%%
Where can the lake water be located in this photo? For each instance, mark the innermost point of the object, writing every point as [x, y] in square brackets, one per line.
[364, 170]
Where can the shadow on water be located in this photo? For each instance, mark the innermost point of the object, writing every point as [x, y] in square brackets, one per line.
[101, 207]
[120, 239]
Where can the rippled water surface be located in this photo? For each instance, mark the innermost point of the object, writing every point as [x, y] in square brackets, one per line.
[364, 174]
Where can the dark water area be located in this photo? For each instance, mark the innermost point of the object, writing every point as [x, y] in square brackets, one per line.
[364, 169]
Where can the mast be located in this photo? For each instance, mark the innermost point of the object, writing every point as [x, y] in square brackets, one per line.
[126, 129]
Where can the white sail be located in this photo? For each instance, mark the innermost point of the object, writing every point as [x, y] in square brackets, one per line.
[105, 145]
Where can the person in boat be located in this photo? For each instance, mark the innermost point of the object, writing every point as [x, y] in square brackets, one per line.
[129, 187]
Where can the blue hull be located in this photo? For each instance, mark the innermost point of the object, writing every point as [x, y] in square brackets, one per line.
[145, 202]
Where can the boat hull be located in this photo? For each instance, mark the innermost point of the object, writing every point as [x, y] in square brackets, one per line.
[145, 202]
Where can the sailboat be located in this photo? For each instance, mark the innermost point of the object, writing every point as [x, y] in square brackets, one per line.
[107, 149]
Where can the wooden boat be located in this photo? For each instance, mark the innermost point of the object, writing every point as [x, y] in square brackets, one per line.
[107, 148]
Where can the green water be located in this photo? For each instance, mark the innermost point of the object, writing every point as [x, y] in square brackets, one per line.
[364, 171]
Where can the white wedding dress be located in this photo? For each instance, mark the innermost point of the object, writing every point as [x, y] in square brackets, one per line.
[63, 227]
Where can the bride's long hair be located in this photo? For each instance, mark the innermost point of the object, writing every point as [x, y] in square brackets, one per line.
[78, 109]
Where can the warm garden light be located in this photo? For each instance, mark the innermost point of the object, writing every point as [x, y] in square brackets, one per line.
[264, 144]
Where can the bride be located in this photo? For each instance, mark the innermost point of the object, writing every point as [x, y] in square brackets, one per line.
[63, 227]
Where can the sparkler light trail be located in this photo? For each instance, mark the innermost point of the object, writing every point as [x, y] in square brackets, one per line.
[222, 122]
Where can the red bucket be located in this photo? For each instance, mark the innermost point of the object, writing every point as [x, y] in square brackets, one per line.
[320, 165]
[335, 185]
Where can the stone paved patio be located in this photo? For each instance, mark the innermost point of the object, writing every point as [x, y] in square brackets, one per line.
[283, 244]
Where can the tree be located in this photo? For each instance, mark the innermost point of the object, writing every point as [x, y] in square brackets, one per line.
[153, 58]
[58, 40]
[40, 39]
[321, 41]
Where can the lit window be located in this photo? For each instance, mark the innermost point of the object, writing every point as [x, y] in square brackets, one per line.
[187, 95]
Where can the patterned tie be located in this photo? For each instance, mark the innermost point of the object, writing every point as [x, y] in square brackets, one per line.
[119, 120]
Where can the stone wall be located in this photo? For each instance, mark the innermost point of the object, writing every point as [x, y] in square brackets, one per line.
%%
**Exercise:**
All records shown above are to be given again verbatim.

**Response area:**
Where can the lake water be located in this photo? For each instance, mark the innermost point of the object, writing every point as [x, y] in square brackets, one per line.
[364, 170]
Where can the shadow on water be located in this photo? For each instance, mark the innermost point of the object, writing every point as [x, y] in square brackets, one per line.
[101, 207]
[120, 239]
Where can the rippled water surface be located in this photo? For each instance, mark the innermost point of the object, writing every point as [x, y] in square brackets, one per line.
[364, 174]
Where can the dark water area be located in this photo? For each instance, mark the innermost point of the object, writing every point as [x, y] in square brackets, one per line.
[364, 169]
Where can the mast be located in this photo? For each instance, mark the innermost point of the object, writing every point as [x, y] in square brackets, one per line.
[126, 129]
Where can the white sail be located in this photo? For each instance, mark the innermost point of the object, writing every point as [x, y] in square brackets, one per line.
[105, 145]
Where can the person in boat be located in this photo? For each instance, mark the innermost point of the object, writing every point as [x, y] in square brackets, one per line.
[129, 187]
Where can the blue hull be located in this photo? For each instance, mark the innermost point of the object, writing every point as [x, y] in square brackets, one per line.
[145, 202]
Where can the boat hull be located in this photo? For each instance, mark the innermost point of the object, writing every point as [x, y] in square brackets, one per line.
[145, 202]
Where can the sailboat be located in this photo? For each instance, mark the innermost point of the object, writing every point as [x, y] in square brackets, one per line.
[107, 149]
Where can the wooden boat be located in this photo? For each instance, mark the innermost point of the object, writing every point as [x, y] in square brackets, one per line.
[107, 148]
Where can the green water be located in this photo? For each instance, mark the innermost point of the object, writing every point as [x, y] in square brackets, one per line.
[364, 171]
Where can the white wedding dress be located in this photo? For each instance, mark the innermost point of the object, writing every point as [x, y] in square brackets, one per line.
[63, 227]
Where can the bride's long hair be located in this photo? For each instance, mark the innermost point of the object, writing every point as [x, y] in square brackets, one per line.
[78, 109]
Where can the warm garden light be located in this photo? For each instance, mark the innermost point of the object, writing every point as [x, y] in square brackets, one per line.
[264, 144]
Where can the bride be located in this photo? For each instance, mark the innermost point of the object, writing every point as [x, y] in square brackets, one per line.
[63, 227]
Where can the sparkler light trail be located in this photo? For each instance, mark the innermost point of the object, writing every point as [x, y] in square brackets, one per line.
[222, 122]
Where can the red bucket be located in this photo? For each instance, mark the innermost point of the object, writing every point as [x, y] in square brackets, one per line.
[320, 165]
[335, 185]
Where can the stone paved patio be located in this photo? For each instance, mark the innermost point of the object, writing every point as [x, y] in square brackets, one per line.
[283, 244]
Where can the tree be located in this photo? For each instance, mark the innermost point of the object, writing every point as [x, y] in square brackets, one per line.
[153, 58]
[58, 40]
[40, 39]
[321, 41]
Where can the lit window be located in this photo? For each instance, mark the innermost point of the object, writing every point as [x, y] in square brackets, one per line.
[187, 95]
Where can the patterned tie be located in this photo? For each instance, mark the innermost point of the object, writing every point as [x, y] in square brackets, one per line.
[119, 120]
Where can the stone wall be located in this photo? For each instance, mark the innermost point of the object, writing every point as [x, y] in square brackets, one per line.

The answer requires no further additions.